> _Box-labeled dataset extracts_:
◇ ◇ ◇ ◇ ◇

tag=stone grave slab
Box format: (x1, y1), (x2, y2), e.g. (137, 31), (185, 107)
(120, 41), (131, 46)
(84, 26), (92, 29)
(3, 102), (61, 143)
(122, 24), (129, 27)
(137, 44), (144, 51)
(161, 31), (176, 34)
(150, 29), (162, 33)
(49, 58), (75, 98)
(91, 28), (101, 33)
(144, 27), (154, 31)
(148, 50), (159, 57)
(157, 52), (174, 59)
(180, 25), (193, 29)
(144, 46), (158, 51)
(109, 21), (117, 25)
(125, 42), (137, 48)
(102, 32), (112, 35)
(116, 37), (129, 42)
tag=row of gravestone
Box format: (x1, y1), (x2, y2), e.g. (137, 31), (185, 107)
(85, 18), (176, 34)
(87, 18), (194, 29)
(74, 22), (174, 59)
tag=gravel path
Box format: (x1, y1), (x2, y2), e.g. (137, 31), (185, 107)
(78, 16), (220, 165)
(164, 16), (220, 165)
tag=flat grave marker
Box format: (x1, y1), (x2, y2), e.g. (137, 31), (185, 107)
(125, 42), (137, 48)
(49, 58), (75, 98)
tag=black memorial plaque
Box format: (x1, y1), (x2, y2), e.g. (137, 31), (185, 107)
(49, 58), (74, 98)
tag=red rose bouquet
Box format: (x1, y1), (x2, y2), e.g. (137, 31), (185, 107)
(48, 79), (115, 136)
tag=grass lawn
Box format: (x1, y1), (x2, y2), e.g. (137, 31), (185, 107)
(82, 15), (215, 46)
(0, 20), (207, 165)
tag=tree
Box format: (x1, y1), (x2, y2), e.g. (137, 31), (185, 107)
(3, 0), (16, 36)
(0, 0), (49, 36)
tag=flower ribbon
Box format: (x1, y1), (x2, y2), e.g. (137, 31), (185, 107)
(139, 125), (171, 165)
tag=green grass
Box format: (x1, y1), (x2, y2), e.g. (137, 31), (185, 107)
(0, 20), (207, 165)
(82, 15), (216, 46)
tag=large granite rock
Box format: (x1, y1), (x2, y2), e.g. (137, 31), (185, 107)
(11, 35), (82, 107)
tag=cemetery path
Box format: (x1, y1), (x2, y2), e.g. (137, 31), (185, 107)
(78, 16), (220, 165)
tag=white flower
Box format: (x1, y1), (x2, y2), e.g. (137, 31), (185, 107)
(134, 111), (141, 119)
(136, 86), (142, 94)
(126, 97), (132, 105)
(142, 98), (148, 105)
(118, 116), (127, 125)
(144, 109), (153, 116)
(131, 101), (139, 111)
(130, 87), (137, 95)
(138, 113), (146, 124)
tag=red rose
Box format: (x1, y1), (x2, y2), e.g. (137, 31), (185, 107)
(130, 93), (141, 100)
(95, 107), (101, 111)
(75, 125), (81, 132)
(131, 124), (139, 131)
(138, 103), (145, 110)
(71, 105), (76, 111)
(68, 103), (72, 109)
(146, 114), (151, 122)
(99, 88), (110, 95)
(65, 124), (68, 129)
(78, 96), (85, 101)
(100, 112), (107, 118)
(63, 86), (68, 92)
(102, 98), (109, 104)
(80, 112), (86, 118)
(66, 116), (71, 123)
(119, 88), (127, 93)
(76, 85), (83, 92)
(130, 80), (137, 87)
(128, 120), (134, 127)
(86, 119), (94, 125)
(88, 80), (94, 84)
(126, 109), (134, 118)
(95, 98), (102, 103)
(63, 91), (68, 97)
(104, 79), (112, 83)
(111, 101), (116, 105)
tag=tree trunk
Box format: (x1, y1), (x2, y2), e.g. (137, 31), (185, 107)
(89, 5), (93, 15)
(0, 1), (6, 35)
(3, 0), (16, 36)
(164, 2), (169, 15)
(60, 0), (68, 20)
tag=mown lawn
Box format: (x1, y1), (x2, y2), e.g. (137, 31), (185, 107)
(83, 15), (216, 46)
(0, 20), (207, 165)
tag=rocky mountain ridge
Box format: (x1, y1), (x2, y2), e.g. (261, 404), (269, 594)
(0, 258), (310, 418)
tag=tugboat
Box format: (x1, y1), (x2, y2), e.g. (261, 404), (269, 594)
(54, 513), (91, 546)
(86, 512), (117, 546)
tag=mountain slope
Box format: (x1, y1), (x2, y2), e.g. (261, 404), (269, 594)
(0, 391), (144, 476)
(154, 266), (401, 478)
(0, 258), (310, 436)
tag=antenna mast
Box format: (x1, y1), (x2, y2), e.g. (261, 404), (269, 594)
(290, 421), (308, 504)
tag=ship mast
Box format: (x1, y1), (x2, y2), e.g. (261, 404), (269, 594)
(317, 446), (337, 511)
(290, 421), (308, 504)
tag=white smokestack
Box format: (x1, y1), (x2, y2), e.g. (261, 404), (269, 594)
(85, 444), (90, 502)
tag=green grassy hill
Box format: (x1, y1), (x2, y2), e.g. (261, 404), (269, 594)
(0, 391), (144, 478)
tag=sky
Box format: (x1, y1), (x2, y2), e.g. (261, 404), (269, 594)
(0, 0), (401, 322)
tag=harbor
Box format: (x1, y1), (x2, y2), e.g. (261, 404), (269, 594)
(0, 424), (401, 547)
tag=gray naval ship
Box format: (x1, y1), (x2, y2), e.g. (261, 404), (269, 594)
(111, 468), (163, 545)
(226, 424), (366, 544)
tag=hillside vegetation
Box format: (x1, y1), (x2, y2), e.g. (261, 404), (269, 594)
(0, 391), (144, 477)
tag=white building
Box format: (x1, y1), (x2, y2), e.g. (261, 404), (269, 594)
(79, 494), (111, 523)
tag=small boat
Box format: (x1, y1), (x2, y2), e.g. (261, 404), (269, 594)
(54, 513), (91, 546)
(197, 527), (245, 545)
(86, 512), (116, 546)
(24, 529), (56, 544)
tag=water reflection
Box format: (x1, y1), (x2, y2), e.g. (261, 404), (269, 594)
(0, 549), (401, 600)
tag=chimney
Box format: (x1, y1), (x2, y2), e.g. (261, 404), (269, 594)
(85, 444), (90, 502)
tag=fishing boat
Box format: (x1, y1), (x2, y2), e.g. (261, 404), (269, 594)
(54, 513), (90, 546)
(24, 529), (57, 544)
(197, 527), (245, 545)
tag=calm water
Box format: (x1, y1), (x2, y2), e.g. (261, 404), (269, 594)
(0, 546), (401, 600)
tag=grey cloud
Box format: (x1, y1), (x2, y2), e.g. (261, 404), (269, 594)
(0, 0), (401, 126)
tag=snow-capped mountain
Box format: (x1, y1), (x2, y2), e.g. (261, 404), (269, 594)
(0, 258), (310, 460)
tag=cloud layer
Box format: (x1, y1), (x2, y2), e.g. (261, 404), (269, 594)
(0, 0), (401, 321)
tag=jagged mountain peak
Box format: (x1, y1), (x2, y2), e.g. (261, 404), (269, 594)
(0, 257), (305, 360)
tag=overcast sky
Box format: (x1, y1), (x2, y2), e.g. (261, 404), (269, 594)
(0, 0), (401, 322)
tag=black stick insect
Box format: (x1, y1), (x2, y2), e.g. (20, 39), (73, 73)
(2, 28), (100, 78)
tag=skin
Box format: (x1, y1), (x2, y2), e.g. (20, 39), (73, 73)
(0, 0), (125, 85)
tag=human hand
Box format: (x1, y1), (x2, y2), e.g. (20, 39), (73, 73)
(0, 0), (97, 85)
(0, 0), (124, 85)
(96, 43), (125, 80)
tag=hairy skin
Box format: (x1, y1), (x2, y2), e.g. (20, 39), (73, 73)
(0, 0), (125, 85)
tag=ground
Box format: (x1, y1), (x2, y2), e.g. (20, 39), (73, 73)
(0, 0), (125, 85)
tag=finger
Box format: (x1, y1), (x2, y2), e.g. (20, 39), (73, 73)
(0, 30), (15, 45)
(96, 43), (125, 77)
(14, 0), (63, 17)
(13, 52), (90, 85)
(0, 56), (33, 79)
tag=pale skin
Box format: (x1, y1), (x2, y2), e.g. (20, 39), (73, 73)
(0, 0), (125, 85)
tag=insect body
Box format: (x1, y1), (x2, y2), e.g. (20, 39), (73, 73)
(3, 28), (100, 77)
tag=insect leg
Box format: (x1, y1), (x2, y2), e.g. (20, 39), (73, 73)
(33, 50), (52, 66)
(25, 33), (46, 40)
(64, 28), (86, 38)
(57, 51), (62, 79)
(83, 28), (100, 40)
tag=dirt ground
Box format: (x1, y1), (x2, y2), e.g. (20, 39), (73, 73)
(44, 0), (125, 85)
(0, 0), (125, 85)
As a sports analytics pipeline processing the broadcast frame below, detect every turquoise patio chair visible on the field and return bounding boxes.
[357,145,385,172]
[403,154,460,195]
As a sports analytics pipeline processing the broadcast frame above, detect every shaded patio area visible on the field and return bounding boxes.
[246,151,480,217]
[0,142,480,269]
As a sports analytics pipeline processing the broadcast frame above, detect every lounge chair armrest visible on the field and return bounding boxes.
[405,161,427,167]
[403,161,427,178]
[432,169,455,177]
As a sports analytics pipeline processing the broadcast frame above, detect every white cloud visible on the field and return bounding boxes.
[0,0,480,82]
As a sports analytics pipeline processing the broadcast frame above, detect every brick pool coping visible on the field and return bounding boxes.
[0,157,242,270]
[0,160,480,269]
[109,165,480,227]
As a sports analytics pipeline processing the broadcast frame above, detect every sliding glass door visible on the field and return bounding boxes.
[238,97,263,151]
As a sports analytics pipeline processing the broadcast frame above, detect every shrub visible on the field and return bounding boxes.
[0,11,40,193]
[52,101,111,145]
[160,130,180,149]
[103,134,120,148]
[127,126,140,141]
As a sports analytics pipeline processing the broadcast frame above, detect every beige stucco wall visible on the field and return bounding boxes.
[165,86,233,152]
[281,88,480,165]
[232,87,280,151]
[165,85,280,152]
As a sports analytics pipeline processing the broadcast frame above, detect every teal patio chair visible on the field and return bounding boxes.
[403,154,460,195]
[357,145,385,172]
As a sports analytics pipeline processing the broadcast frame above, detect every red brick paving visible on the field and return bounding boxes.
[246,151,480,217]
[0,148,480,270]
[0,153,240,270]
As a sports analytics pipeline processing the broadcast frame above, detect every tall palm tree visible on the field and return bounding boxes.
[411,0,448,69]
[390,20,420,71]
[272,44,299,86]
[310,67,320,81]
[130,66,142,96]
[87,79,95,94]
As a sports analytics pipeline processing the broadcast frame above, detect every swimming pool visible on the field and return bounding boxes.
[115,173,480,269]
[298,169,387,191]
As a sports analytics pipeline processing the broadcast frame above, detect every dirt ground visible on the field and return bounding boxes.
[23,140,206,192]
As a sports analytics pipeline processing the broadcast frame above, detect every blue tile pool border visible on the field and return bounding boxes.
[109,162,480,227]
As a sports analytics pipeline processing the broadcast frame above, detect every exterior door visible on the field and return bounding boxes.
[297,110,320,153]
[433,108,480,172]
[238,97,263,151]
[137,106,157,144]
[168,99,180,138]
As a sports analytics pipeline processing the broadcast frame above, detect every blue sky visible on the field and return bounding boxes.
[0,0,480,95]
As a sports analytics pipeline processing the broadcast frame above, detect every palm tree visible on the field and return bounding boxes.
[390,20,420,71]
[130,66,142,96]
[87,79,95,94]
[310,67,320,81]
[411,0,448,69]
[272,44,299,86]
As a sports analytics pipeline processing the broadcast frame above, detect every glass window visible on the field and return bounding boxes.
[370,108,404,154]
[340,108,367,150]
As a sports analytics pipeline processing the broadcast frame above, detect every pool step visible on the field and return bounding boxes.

◇ ◇ ◇ ◇ ◇

> _To be done_: Give the entries from the line containing "tag=gray naval ship" through the line containing "(0, 391), (144, 477)", both included, as a Markdown table with the columns Row and Line, one line per row and no blank lines. List only those lines.

> _Finished task_:
| Row | Line |
|---|---|
| 1 | tag=gray naval ship |
| 2 | Box format: (x1, y1), (x2, y2), e.g. (261, 404), (269, 594) |
| 3 | (111, 468), (163, 545) |
| 4 | (226, 424), (366, 544) |
| 5 | tag=hillside vegetation |
| 6 | Box format: (x1, y1), (x2, y2), e.g. (261, 404), (269, 594) |
| 7 | (0, 391), (144, 477) |